INSTRUCTIONS FOR THE TASK
Reproduce each line of the data below verbatim, with no changes of any kind.

(Collected data entries)
========================

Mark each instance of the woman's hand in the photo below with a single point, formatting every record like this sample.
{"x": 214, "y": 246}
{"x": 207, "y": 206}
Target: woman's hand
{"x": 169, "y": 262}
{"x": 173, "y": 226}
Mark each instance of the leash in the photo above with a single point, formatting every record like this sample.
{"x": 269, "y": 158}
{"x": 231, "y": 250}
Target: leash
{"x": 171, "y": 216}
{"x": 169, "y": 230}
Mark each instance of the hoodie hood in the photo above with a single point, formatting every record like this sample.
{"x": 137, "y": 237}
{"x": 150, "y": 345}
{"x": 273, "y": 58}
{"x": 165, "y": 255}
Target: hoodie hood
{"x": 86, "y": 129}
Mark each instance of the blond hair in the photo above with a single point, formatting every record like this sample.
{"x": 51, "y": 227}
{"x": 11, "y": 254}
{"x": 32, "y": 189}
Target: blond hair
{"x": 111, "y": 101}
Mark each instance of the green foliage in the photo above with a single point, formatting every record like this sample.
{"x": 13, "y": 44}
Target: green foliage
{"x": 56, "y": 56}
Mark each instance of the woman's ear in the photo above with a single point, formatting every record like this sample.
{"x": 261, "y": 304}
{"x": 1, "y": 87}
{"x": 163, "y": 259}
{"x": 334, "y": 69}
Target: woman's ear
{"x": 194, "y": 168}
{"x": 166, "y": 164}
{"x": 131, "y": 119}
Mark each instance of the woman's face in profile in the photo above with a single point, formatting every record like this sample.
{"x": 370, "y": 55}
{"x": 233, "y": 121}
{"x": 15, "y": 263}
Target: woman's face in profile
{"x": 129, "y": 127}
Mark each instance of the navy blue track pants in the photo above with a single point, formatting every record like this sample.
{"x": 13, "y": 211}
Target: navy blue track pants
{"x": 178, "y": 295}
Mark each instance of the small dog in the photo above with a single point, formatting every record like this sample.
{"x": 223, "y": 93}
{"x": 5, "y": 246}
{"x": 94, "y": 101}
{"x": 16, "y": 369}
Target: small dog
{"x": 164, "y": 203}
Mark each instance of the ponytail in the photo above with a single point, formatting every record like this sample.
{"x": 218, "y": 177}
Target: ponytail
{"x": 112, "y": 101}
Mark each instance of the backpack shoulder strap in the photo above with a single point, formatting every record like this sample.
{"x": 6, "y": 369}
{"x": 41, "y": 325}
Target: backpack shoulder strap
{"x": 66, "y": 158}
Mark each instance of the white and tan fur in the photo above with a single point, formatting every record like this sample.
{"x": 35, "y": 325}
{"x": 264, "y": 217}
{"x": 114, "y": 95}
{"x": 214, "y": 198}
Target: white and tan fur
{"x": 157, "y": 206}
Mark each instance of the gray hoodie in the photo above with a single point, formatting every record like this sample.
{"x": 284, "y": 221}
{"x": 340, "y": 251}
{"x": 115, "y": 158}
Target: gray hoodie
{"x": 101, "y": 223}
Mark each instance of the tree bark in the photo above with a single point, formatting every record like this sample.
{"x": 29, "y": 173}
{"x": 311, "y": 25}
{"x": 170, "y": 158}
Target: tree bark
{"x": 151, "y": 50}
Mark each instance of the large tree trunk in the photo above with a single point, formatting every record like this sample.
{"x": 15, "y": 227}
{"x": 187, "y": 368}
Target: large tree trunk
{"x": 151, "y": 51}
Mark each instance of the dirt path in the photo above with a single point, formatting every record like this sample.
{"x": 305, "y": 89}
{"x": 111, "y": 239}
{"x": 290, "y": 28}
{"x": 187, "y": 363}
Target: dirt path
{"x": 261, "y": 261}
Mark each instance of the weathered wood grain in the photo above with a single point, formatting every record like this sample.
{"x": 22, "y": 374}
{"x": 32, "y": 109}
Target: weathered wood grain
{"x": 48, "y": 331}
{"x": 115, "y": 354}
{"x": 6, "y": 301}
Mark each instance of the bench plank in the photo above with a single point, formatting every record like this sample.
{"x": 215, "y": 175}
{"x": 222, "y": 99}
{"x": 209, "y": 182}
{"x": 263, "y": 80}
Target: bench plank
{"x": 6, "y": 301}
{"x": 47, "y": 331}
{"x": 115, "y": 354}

========================

RESPONSE TO THE TASK
Mark each instance of the woman's hand in the photo below with a single point, formatting every record like this sample.
{"x": 214, "y": 246}
{"x": 207, "y": 206}
Target: woman's hand
{"x": 169, "y": 262}
{"x": 173, "y": 226}
Mark each instance of the leash in the photo above with a single point, formatting every record like this sample.
{"x": 269, "y": 158}
{"x": 231, "y": 250}
Target: leash
{"x": 171, "y": 216}
{"x": 169, "y": 230}
Mark each instance of the hoodie hood in the photo above with a single point, formatting every record like this sample.
{"x": 137, "y": 237}
{"x": 150, "y": 345}
{"x": 273, "y": 58}
{"x": 165, "y": 255}
Target: hoodie hood
{"x": 86, "y": 129}
Mark each instance of the blond hair in the photo above with a single point, formatting every record like this sample.
{"x": 51, "y": 227}
{"x": 11, "y": 254}
{"x": 32, "y": 189}
Target: blond hair
{"x": 111, "y": 101}
Mark each instance of the green foliage in the photo above with a single point, formatting every record like this sample.
{"x": 13, "y": 44}
Target: green foliage
{"x": 56, "y": 56}
Mark each instance of the woman's ear in the photo above with a single point, formatting every record like this sample.
{"x": 261, "y": 304}
{"x": 1, "y": 87}
{"x": 163, "y": 259}
{"x": 334, "y": 69}
Target: woman's ear
{"x": 194, "y": 168}
{"x": 166, "y": 164}
{"x": 131, "y": 119}
Mark each instance of the woman's face in profile in the photo above with a single point, formatting every record like this sample.
{"x": 370, "y": 55}
{"x": 233, "y": 121}
{"x": 15, "y": 263}
Target: woman's face in profile
{"x": 129, "y": 127}
Mark each instance of the navy blue track pants in the photo above with a single point, formatting every record like this sample.
{"x": 13, "y": 211}
Target: navy blue track pants
{"x": 178, "y": 295}
Mark each instance of the small dog in the photo above with a single point, formatting every record like this sample.
{"x": 223, "y": 93}
{"x": 5, "y": 246}
{"x": 94, "y": 101}
{"x": 16, "y": 369}
Target: small dog
{"x": 164, "y": 203}
Mark each instance of the ponytail in the photo above with a single point, formatting every record like this sample.
{"x": 218, "y": 177}
Target: ponytail
{"x": 112, "y": 101}
Mark each instance of the backpack shoulder strap in the photo above with a single point, formatting every record like this sample.
{"x": 6, "y": 369}
{"x": 41, "y": 325}
Target: backpack shoulder strap
{"x": 66, "y": 158}
Mark each instance of the white and tan fur in the photo above with a single point, formatting every record like this sample.
{"x": 35, "y": 325}
{"x": 264, "y": 217}
{"x": 114, "y": 95}
{"x": 214, "y": 198}
Target: white and tan fur
{"x": 157, "y": 206}
Mark each instance of the gray hoodie in the photo above with a single point, formatting every record like this sample.
{"x": 284, "y": 221}
{"x": 340, "y": 251}
{"x": 115, "y": 158}
Target: gray hoodie
{"x": 101, "y": 223}
Mark each instance of the tree bark in the photo above with a single point, formatting every record like this sample.
{"x": 29, "y": 173}
{"x": 311, "y": 25}
{"x": 170, "y": 158}
Target: tree bark
{"x": 151, "y": 50}
Mark each instance of the large tree trunk in the photo above with a single point, formatting every record like this sample.
{"x": 15, "y": 227}
{"x": 187, "y": 368}
Target: large tree trunk
{"x": 151, "y": 51}
Mark each instance of the dirt path in the photo above with a single point, formatting every record like this sample.
{"x": 305, "y": 89}
{"x": 111, "y": 239}
{"x": 290, "y": 28}
{"x": 187, "y": 363}
Target: dirt path
{"x": 261, "y": 261}
Mark each instance of the weathered wood grain in the photo above with a single point, formatting every record like this sample.
{"x": 22, "y": 374}
{"x": 32, "y": 109}
Target: weathered wood grain
{"x": 48, "y": 331}
{"x": 115, "y": 354}
{"x": 6, "y": 301}
Mark each instance of the bench plank in the photo above with a single point, formatting every record like this sample.
{"x": 215, "y": 175}
{"x": 222, "y": 99}
{"x": 209, "y": 182}
{"x": 263, "y": 80}
Target: bench plank
{"x": 6, "y": 301}
{"x": 47, "y": 331}
{"x": 115, "y": 354}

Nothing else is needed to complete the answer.